-- Task goal --
Render the entries below as a Markdown table with the columns Row and Text, one numbered row per line and no blank lines. Leave the pictures out.

-- Task inputs --
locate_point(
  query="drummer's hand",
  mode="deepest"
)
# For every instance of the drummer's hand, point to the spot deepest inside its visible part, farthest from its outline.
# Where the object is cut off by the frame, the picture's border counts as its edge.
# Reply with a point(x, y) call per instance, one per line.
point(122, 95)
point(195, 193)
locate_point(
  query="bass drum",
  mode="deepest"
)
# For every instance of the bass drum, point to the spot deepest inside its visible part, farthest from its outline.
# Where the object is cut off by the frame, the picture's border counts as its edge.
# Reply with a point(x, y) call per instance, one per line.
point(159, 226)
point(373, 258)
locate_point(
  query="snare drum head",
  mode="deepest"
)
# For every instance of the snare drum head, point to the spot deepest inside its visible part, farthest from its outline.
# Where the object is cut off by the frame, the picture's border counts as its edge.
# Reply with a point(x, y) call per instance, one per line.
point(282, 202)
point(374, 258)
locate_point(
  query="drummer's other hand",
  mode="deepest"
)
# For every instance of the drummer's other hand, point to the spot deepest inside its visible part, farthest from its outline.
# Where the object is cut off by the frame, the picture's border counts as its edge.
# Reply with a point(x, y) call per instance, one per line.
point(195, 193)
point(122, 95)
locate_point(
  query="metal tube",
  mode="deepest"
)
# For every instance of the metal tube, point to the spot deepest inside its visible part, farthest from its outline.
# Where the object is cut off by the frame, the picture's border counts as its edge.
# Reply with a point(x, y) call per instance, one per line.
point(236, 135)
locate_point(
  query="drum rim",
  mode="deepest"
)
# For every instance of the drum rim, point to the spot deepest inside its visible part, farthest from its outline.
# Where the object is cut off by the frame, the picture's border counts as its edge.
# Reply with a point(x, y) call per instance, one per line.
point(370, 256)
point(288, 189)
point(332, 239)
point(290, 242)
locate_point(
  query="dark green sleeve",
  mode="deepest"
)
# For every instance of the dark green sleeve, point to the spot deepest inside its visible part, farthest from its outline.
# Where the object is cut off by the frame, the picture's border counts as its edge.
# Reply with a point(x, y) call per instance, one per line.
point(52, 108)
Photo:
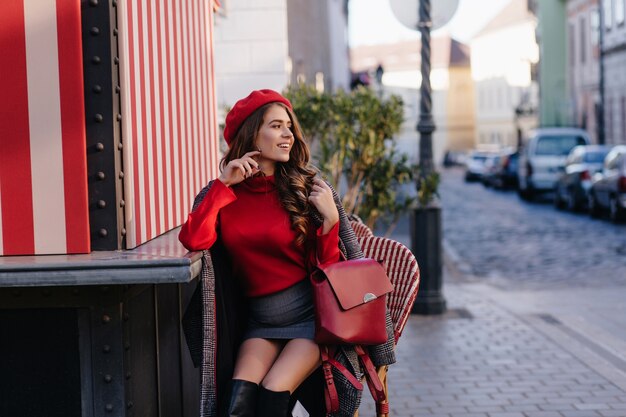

-- Complete response --
| Row | Text |
|---|---|
| 1 | locate_point( |
| 2 |   query="drummer's hand", |
| 3 |   mode="deepest" |
| 4 | ) |
| 5 | # For every instance of the drummer's hand, point to the spot deepest inside its visible part, farthest from its outline. |
| 6 | # Where the object is cut off by the frame, the picture's border counts as its edge. |
| 7 | # Reply with a point(x, y) call per instance, one per line. |
| 8 | point(122, 95) |
| 9 | point(195, 193) |
| 10 | locate_point( |
| 11 |   query="bass drum", |
| 12 |   mode="deepest" |
| 13 | ) |
| 14 | # For every instance of the bass drum, point to the spot deepest inside its visible part, farthest from its outline. |
| 15 | # Where the object is cut off by the frame, the picture's border counts as its edge. |
| 16 | # Reply with a point(x, y) call per instance, one per line. |
| 17 | point(159, 226) |
| 18 | point(373, 258) |
| 19 | locate_point( |
| 20 |   query="snare drum head", |
| 21 |   mode="deepest" |
| 22 | ) |
| 23 | # For every instance of the snare drum head, point to the spot deepest inside its visible part, farthest from its outline. |
| 24 | # Where the object is cut off by the frame, the picture's border counts as its edge. |
| 25 | # Reply with a point(x, y) call per instance, one per line. |
| 26 | point(282, 202) |
| 27 | point(374, 258) |
| 28 | locate_point( |
| 29 |   query="drummer's other hand", |
| 30 |   mode="deepest" |
| 31 | ) |
| 32 | # For every instance of the drummer's other hand, point to the spot deepest inside its visible part, farthest from its outline. |
| 33 | # Where the object is cut off by the frame, the picture's border counts as its edge. |
| 34 | # Reply with a point(x, y) call per instance, one per line. |
| 35 | point(195, 193) |
| 36 | point(122, 95) |
| 37 | locate_point( |
| 38 |   query="metal tube", |
| 39 |   mode="deepest" |
| 40 | ) |
| 41 | # For every instance of the metal tube, point to the spot deepest inside its visible part, farthest from its outline. |
| 42 | # Where the object is cut off by the frame, the picture's border counts as its edge. |
| 43 | # Reply with a point(x, y) call per instance, one per line. |
| 44 | point(236, 135) |
| 45 | locate_point( |
| 46 |   query="drum rim", |
| 47 |   mode="deepest" |
| 48 | ) |
| 49 | # For every instance of the drum rim, point to the spot deepest inside its visible part, farthest from its outline. |
| 50 | # Where the object is cut off by the frame, the picture's border counts as its edge. |
| 51 | # Reply with a point(x, y) call per instance, one per line. |
| 52 | point(370, 256) |
| 53 | point(288, 189) |
| 54 | point(332, 239) |
| 55 | point(290, 242) |
| 56 | locate_point( |
| 57 |   query="dark green sleeve", |
| 58 |   mode="deepest" |
| 59 | ) |
| 60 | # For every instance of the dark green sleeve, point to the spot deepest inside its visible part, farthest from its outline. |
| 61 | # Where the object is cut off by the frame, the picture's border counts as its edge. |
| 62 | # Reply with a point(x, y) call per instance, one per line. |
| 63 | point(52, 108) |
| 64 | Photo: |